Document segment —
● ● ● ●
[Ads-l] Adage: Beauty=?UTF-8?Q?=E2=80=99s_?=only skin deep, but ugliness goes to the bone

Jonathan Lighter wuxxmupp2000 at GMAIL.COM
Sat Sep 26 14:45:15 UTC 2020


1859 _North Carolina University Magazine_ (March) 329:
Let him remember, however,

    Beauty's but skin deep,
      Ugly's to the bone;
    Beauty ever fades away,
      Ugly holds its own.

Don't ignore the early appearance of nominalized "ugly."

JL

On Sat, Sep 26, 2020 at 8:39 AM ADSGarson O'Toole <adsgarsonotoole at gmail.com>
wrote:

> Dorothy Parker sometimes has been given credit for the remark "Beauty
> is only skin deep, but ugly goes clean to the bone". An interaction on
> twitter inspired me to investigate this saying, and the results are
> available here:
>
> https://quoteinvestigator.com/2020/09/25/skin-deep/
>
> In 1829 a newspaper in Exeter, England printed an anonymous short item
> that partially matched the saying under examination:
>
> [ref] 1829 February 5, Trewman’s Exeter Flying-Post, Varieties, Quote
> Page 4, Column 1, Exeter, Devon, England. (Newspapers_com) [/ref]
>
> [Begin excerpt]
> "Beauty is but skin deep," quoth an old maid, who had no pretensions
> to it; "and so is ugliness," replied a young lady who had no
> pretensions to that.
● ● ● ●
Data listing —
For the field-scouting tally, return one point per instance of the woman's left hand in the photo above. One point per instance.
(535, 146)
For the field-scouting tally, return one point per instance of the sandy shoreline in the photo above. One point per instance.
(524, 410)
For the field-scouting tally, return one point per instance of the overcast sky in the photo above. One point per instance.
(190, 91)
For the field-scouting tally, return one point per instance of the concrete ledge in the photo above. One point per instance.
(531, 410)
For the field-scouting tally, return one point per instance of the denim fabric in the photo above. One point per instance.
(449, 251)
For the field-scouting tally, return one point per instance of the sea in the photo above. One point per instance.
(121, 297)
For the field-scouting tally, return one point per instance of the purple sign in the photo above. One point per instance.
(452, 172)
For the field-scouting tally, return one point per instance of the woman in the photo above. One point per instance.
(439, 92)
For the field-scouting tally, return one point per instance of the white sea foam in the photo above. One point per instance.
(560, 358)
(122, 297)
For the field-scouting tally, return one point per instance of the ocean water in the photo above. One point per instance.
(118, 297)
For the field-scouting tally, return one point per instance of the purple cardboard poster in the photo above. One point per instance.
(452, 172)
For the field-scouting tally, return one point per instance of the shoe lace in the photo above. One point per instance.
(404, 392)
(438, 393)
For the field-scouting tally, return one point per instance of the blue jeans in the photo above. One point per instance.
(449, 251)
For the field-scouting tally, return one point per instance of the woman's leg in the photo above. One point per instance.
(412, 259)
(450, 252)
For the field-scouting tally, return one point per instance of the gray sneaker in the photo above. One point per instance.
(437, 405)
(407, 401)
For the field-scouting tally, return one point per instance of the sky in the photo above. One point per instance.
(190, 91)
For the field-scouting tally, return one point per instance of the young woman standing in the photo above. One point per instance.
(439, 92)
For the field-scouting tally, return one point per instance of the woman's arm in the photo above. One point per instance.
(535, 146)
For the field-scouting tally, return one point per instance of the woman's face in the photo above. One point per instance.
● ● ● ●
Written tasks —
1. Determine whether each statement agrees with the mailing-list post on the beauty adage: (a) the 1859 verse appeared in the North Carolina University Magazine; (b) the 1829 item was printed in a London newspaper; (c) Dorothy Parker has sometimes been credited with the remark. For each, answer yes or no and quote the deciding words.
2. Write a continuation of the mailing-list post on the beauty adage, starting after its last sentence.

Answers provided —
1.
(a) Yes: "1859 _North Carolina University Magazine_ (March) 329:"
(b) No: "In 1829 a newspaper in Exeter, England printed an anonymous short item"
(c) Yes: "Dorothy Parker sometimes has been given credit for the remark"

2.
> [End excerpt]
>
> In 1840 a collection of essays and illustrations titled "Heads of the
> People; or, Portraits of the English" was published in London. The
> piece "Tavern Heads" by Charles Whitehead included dialog containing
> the twisted adage:
>
> https://books.google.com/books?id=4rkTAAAAQAAJ&q=+ugliness+#v=snippet&
>
> [ref] 1840, Heads of the People; or, Portraits of the English, Drawn
> by Kenny Meadows, With Original Essays by Distinguished Writers,
> Tavern Heads by Charles Whitehead, Start Page 113, Quote Page 142,
> Robert Tyas, London. (Google Books Full View) [/ref]
>
> [Begin excerpt]
> "When beauty was shared, I was behind the door, and my portion came
> through the keyhole, I’m sure: but beauty’s only skin deep, after all,
> they say."
>
> "But ugliness goes to the bone, they say also," remarked Mrs. Chatham,
> laughing. "Ah! Susan, you’re a sly girl."
> [End excerpt]
>
> Dorothy Parker died in 1967, and the earliest linkage between Parker
> and the saying apparently occurred in 1977. This evidence was not
> substantive, and QI believes that the attribution to Parker is
> currently unsupported.
>
> Feedback welcome,
> Garson O'Toole
>
> ------------------------------------------------------------
> The American Dialect Society - http://www.americandialect.org
>


-- 
"If the truth is half as bad as I think it is, you can't handle the truth."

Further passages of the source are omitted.